SELECTED EXTRACT >>
Chapter 14, Problem 14.29P

(a)

To determine

Show that in center of mass frame, the individual kinetic energies of the two particles are separately conserved in elastic collision.

Answer to Problem 14.29P

The individual kinetic energy of two particles is separately conserved in CM frame.

Explanation of Solution

Consider the elastic scattering of a particle of mass $m_1$ with an initial velocity $m_2$ with mass $m_2$ at rest in laboratory frame. After collision the velocity of particles would be $v_1$ and $v_2$ respectively.

The center of mass velocity of the system is

    $v=\frac{m_1{u}_1}{m_1+m_2}$

The velocity of particle of mass $m_1$ in the CM frame is,

    $\begin{array}{c}u{\text{'}}_1=u_1-v\\ =u_1-\frac{m_1{u}_1}{m_1+m_2}\\ =\frac{m_2{u}_1}{m_1+m_2}\end{array}$

The velocity of particle $m_2$ in the CM frame is,

    $\begin{array}{c}u{\text{'}}_2=u_2-v\\ =0-\frac{m_1{u}_1}{m_1+m_2}\\ =-\frac{m_1{u}_1}{m_1+m_2}\end{array}$

The particles $m_1$ and $m_2$ move with velocities $v_1^{\text{'}}$ and $v_2^{\text{'}}$ respectively after the collision in center of mass frame.

Velocity of mass $m_1$ before and after collision in the center of mass frame will be same as the collision is elastic.

TASK DESCRIPTION >>
Reproduce the part of the Problem 14.29P solution between "The center of mass velocity" and "of mass frame.", inclusive, word for word. The entries below play no part in this.

ROWS >>

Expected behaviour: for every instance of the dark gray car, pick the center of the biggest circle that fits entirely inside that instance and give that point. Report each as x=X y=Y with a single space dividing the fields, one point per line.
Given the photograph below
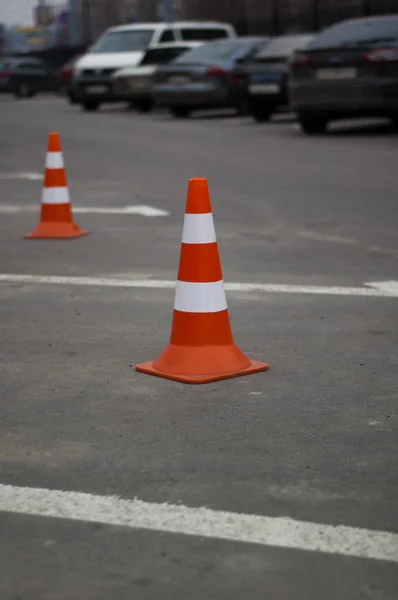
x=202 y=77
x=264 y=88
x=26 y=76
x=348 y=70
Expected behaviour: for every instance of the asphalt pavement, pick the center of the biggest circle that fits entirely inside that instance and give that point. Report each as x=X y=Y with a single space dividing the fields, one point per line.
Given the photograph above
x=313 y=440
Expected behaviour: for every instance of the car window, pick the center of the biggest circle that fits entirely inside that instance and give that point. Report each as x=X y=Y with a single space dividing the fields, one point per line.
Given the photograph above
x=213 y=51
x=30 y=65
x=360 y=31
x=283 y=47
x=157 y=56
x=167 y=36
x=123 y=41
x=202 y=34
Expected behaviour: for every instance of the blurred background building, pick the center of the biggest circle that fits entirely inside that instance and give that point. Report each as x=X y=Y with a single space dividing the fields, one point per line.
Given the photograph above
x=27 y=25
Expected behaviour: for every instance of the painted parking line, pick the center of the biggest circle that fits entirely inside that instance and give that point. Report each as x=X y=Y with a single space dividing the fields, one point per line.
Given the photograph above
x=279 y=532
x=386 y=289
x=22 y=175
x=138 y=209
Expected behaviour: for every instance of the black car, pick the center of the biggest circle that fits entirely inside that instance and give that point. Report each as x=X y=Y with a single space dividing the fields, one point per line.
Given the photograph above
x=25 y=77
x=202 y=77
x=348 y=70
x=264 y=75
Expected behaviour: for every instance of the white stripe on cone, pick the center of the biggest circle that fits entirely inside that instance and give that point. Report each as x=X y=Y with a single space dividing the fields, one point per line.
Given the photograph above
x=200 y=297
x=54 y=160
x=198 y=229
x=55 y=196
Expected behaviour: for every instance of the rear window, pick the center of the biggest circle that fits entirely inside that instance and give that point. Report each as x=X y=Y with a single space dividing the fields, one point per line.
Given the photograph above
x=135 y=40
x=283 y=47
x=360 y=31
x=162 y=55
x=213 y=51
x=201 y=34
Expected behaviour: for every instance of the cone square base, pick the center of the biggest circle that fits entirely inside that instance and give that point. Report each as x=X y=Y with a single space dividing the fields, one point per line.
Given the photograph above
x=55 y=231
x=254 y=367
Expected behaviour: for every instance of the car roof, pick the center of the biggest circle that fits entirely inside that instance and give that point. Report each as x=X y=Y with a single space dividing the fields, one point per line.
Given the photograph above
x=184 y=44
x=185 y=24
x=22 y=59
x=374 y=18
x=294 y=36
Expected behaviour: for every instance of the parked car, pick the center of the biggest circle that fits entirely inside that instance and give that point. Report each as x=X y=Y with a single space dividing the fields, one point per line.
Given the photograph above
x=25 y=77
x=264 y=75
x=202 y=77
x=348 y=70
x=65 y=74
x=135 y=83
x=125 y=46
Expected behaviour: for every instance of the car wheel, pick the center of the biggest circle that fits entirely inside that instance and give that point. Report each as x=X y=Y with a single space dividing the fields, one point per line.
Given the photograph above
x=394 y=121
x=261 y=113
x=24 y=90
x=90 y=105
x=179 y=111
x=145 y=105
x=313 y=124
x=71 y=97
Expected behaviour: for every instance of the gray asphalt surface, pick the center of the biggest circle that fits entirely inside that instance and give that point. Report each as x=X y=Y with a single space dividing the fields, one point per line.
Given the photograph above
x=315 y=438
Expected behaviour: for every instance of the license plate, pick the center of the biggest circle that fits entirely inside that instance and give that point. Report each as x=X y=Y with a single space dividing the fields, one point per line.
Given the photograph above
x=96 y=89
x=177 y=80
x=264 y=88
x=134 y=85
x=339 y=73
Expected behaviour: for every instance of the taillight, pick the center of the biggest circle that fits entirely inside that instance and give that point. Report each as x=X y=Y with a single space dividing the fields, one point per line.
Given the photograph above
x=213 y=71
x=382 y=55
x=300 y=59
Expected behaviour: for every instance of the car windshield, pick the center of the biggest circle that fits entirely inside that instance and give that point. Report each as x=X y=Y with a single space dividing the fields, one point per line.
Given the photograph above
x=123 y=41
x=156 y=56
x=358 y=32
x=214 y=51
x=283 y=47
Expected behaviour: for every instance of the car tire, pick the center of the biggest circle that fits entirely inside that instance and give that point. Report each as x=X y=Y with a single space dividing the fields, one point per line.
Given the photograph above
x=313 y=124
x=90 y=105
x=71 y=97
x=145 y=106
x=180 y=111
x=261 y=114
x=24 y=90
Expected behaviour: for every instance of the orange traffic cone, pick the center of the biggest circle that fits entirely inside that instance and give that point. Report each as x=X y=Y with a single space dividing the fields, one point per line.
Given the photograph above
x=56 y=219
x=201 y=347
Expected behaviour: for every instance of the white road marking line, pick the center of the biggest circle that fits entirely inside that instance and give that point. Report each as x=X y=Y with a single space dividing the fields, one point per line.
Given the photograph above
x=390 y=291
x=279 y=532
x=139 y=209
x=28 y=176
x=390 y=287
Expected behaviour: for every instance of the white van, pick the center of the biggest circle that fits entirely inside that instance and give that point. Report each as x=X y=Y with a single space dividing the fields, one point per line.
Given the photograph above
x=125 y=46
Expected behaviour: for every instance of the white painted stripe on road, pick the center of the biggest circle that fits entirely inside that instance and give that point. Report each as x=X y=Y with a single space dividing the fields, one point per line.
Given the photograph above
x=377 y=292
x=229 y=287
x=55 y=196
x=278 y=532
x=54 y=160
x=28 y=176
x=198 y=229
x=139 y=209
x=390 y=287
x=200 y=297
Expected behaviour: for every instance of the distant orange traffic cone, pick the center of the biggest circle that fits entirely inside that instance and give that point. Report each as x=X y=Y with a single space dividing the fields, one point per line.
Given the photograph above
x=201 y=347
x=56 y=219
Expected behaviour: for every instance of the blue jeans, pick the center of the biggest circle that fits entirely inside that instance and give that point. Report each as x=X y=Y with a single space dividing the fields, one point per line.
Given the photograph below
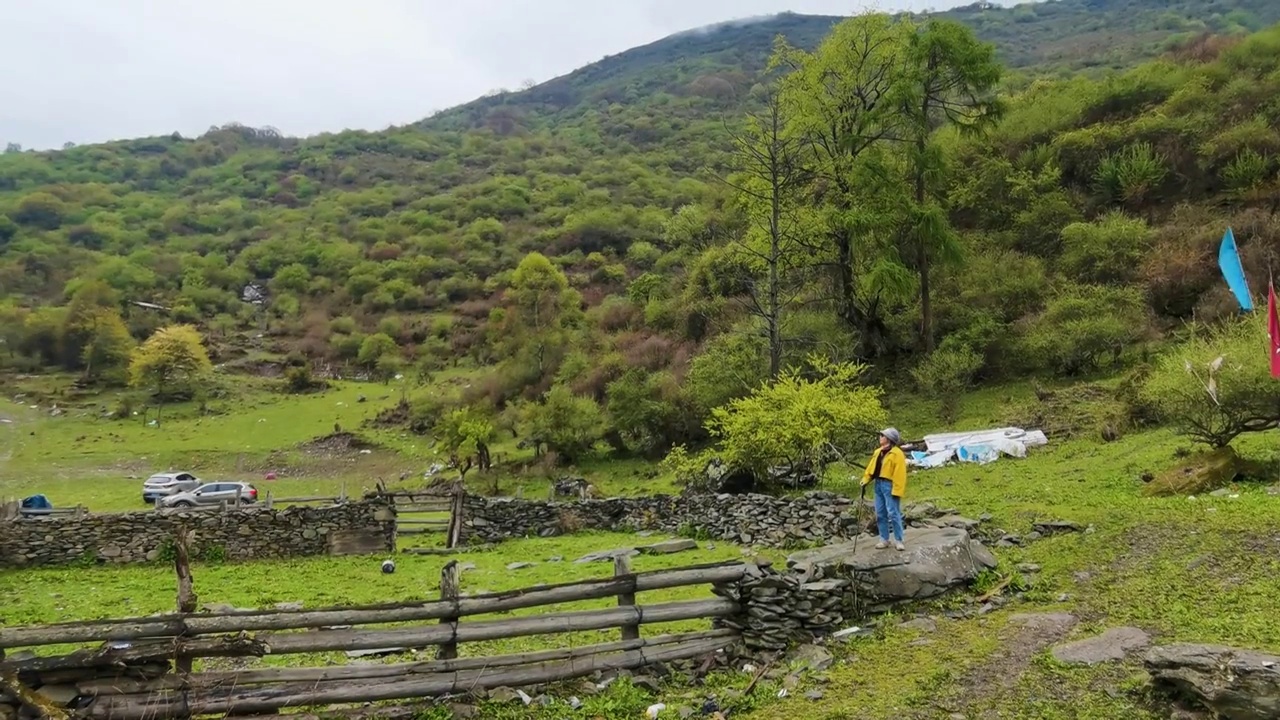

FINAL RESULT >>
The center of mass velocity of the system is

    $v=\frac{m_1{u}_1}{m_1+m_2}$

The velocity of particle of mass $m_1$ in the CM frame is,

    $\begin{array}{c}u{\text{'}}_1=u_1-v\\ =u_1-\frac{m_1{u}_1}{m_1+m_2}\\ =\frac{m_2{u}_1}{m_1+m_2}\end{array}$

The velocity of particle $m_2$ in the CM frame is,

    $\begin{array}{c}u{\text{'}}_2=u_2-v\\ =0-\frac{m_1{u}_1}{m_1+m_2}\\ =-\frac{m_1{u}_1}{m_1+m_2}\end{array}$

The particles $m_1$ and $m_2$ move with velocities $v_1^{\text{'}}$ and $v_2^{\text{'}}$ respectively after the collision in center of mass frame.